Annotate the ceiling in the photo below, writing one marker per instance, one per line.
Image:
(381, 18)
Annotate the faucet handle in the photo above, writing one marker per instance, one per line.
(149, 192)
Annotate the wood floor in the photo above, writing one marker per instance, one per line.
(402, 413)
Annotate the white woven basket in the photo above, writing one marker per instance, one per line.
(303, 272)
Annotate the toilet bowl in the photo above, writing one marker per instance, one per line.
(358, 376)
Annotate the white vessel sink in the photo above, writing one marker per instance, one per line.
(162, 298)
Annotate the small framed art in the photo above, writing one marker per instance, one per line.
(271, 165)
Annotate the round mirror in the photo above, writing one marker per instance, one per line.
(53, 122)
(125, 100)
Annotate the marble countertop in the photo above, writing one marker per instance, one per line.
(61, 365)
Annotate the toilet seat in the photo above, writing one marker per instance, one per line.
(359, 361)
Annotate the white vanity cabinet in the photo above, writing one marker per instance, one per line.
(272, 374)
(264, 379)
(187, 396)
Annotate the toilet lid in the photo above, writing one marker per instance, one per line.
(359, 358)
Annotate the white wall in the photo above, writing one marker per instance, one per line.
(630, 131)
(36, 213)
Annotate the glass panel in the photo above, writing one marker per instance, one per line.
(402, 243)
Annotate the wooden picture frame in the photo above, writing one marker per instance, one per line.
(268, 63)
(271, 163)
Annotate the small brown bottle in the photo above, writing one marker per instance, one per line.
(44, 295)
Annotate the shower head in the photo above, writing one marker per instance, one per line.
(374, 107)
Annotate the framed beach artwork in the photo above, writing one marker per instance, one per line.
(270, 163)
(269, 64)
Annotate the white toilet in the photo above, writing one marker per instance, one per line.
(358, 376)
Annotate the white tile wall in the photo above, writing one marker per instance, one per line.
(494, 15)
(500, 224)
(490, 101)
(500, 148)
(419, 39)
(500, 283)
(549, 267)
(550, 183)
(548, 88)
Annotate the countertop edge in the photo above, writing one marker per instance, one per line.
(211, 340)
+---+
From top to bottom, please output the material exactly.

Annotate the ceiling in the photo below, writing one marker per instance, one per line.
Image:
(381, 18)
Annotate the faucet handle in the photo above, writing one marker per instance, one per line.
(149, 192)
Annotate the wood floor in the photo above, writing one marker per instance, one per line.
(402, 413)
Annotate the white woven basket in the photo above, writing one marker per instance, one per line.
(303, 272)
Annotate the toilet bowl in the photo above, writing one marker per instance, one per line.
(358, 376)
Annotate the white vessel sink in the photo above, writing one marker per instance, one per line.
(162, 298)
Annotate the small framed art in the photo above, writing one marker per instance, one per line.
(271, 165)
Annotate the round mirror in the photo above, writing one marker per instance, one per line.
(53, 122)
(125, 100)
Annotate the marble countertop in the photo above, writing one marker per instance, one per line.
(61, 365)
Annotate the toilet seat in the photo above, writing one marker per instance, one per line.
(359, 361)
Annotate the white vanity cabinet in the photo above, writing one marker per instance, one per line.
(272, 374)
(264, 379)
(187, 396)
Annotate the toilet lid in the photo above, writing one marker per instance, one per line.
(359, 358)
Annotate the white wall in the photo above, writing one marker per instance, one per line.
(630, 131)
(36, 213)
Annotate the glass panel in the photo above, writing one marker per instance, one per line.
(402, 243)
Annotate the wooden picture frame in the photo above, writing one marker per instance, one per line.
(268, 63)
(271, 163)
Annotate the small brown bottle in the photo above, writing one marker per instance, one per line.
(44, 295)
Annotate the shower head in the photo above, writing one marker per instance, one per line.
(374, 107)
Annotate the framed beach artwork in the photo above, writing one marker per instance, one per line.
(270, 163)
(269, 64)
Annotate the white toilet in the photo above, writing one marker per instance, one per line.
(358, 376)
Annotate the white tile wall in the photo above, writing one marker per instance, one per line.
(494, 15)
(500, 224)
(490, 101)
(500, 148)
(419, 39)
(500, 283)
(549, 267)
(550, 183)
(548, 88)
Annotate the countertop edge in the photo above, writing one marker per instance, one per line.
(211, 340)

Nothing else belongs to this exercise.